Kutipan Terpilih -
Dari berbagai benda yang ditunjukkan masyarakat, Johannes mulai mengumpulkan artefak-artefak itu. Tidak jarang dia harus membelinya.
Faktanya, kata Johannes, memang banyak benda bersejarah dan bernilai tinggi dari Nias yang dibawa ke luar pulau, terutama ke Medan.
Dia sering menemukan benda berharga milik warga dan dirinya diminta untuk membayar. Beberapa minggu saja terlambat, benda itu pasti sudah terjual di seberang pulau. “Misalnya, di Brussels (Belgia), ditawarkan batu megalit dari Nias seharga 450 ribu euro. Karena itu, orang di sini lalu tergiur untuk menjual megalitnya,” terang Johannes.
Melihat fenomena seperti itu, dia semakin khawatir bahwa semakin lama Nias kehabisan benda bersejarah yang sebenarnya sangat penting untuk dipelajari generasi penerus. Fenomena itu juga membuktikan bahwa banyak warga Nias yang tidak peduli pada kebudayaan sendiri.
Sempat suatu hari saat belum ada transportasi umum di Nias, Johannes mendapat kayu ukiran sepanjang 10 meter dengan lebar satu meter dan tebal hampir 50 cm. Ukiran itu menggambarkan interaksi masyarakat Nias pada masa lalu.
Untuk membawa kayu tersebut dari pedalaman di Teluk Dalam menuju Gunungsitoli, dibutuhkan waktu sebulan dan diangkat 10 orang. “Kayu dihanyutkan lewat sungai, sempat menyangkut sebelum sampai ke laut. Lalu, dinaikkan perahu,” jelasnya.

Soal - Menurut kutipan terpilih tentang benda bersejarah Nias, berapa lama waktu yang dibutuhkan untuk membawa kayu ukiran dari pedalaman Teluk Dalam ke Gunungsitoli?

Bahan yang Disediakan -
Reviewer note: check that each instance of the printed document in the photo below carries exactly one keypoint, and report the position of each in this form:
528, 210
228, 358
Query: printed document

Keluaran - Dibutuhkan waktu sebulan.